- Work request: In the conversation about the LGBTQ+ bereavement group, what does Arthur Fitting compare the group to?

#### Text passage ####

Arthur Fitting: It happens every day. It happens every minute. Every day we think, who can we come out to today? Is this person safe?

JM: The fight is never over. The important thing is to find a reservoir of peace inside.

AF: I think of us as identifying resilience as a muscle, and the bereavement group is the gym people go to so they can build that muscle, build their resilience. I think LGBTQ+ people have historically felt the weight of not being resilient, of feeling they lack coping skills, which can drive people to drug use, alcoholism, or other harmful behaviors. Because they can’t find that space for peace and openness. Resilience is not a monolithic thing, and it’s not something you either have or you don’t. It’s a series of building blocks, and we’ve identified several tools to build those blocks.

Create a safe space

AF: Trust is a theme that runs really deep in the LGBTQ+ community. Trust, or lack of trust, means that behavioral health services have been historically hard for LGBTQ+ people to find. So, finding a safe space can be difficult, especially with all the limitations of the pandemic. I’ve heard from colleagues about one person so desperate for mental health care that he called a suicide hotline for support even thought he was not suicidal. One of our greatest observations from working with different groups is the grief experience is not linear.

JM: Our group shares really intimate things with each other, and they know everyone will keep it within the group. I’m not sure what it is exactly that makes everyone feel safe, but I think my gray hair has something to do with it. Why not feel safe with me? I’m a granny.

AF: That’s true, Jean. This is one of the few times that gray hair — is really an advantage.

Find role models

AF: In the LGBTQ+ community there is a tremendous lack of role models. If you go into a senior community in New York, there’s no acknowledgement of LGBTQ+ people. At senior centers, at skilled and assisted living communities, a lot of seniors feel they must go back into the closet. They fear judgment and isolation, and it happens right when they need support the most.

JM: Our group is wonderfully intergenerational, with several younger people in their thirties and several who are older, even older than me. Both age groups have learned a lot from each other, and each support the other in their loss.

AF: It’s helpful for the younger people in the group to identify who is a safe role model. How does someone who’s gay express their grief as opposed to someone who’s not gay? The younger people can see that the older people have experienced some of the things they are experiencing now and have gotten through it. One of the biggest concerns gay people have in their grief — and often in life in general — is finding others who they can identify with. They worry they will make others uncomfortable.

Bring your authentic self

JM: It goes both ways, that trust with someone older or younger, with some shared life experience who isn’t offended by their language or their stories. They get to say what they need to say in whatever way they need to express it. They get to be authentic.

AF: We hear a lot in the group about how people have fought throughout their lives to live authentically, to come out again and again — it’s something a gay person goes through a lot during the course of the day. But in this group, as they talk about their experiences, practice mindfulness that Jean leads them through, and learn what other people need to be supported, they are coming out, too. Coming out not only as LGBTQ+, but as their authentic selves, with their lived experiences. It’s fascinating to watch how people start to share parts of their lives and which parts they share.

JM: A colleague asked me the other day, why are these people still coming, after all these years? There’s something about this group that needs to come together. One person lost a partner many years ago and took this long to say to the group, ‘I finally see that they’re not coming back.’ Grief has no timetable, and neither does resilience. We need to be here for those moments — together.

#### Record excerpts ####

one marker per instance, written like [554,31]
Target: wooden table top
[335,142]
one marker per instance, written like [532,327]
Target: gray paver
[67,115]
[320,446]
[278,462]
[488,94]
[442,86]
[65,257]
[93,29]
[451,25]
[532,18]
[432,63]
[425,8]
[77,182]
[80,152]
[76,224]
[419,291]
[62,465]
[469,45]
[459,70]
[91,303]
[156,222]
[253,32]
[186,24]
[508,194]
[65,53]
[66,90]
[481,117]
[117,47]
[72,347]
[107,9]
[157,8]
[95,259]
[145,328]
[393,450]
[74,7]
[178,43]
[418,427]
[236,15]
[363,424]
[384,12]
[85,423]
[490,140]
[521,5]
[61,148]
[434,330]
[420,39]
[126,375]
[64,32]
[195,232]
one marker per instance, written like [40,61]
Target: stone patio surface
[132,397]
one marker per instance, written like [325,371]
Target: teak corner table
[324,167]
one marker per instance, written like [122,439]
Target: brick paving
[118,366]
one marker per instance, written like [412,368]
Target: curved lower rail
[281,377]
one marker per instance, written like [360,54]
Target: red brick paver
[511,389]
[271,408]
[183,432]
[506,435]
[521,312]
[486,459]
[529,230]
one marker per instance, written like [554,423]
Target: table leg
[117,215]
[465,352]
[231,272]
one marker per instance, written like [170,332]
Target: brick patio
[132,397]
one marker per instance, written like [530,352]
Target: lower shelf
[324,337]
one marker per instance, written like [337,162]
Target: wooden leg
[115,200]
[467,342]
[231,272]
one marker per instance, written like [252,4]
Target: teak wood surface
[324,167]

####

- Answer box: A gym where people go to build their resilience, which he thinks of as a muscle.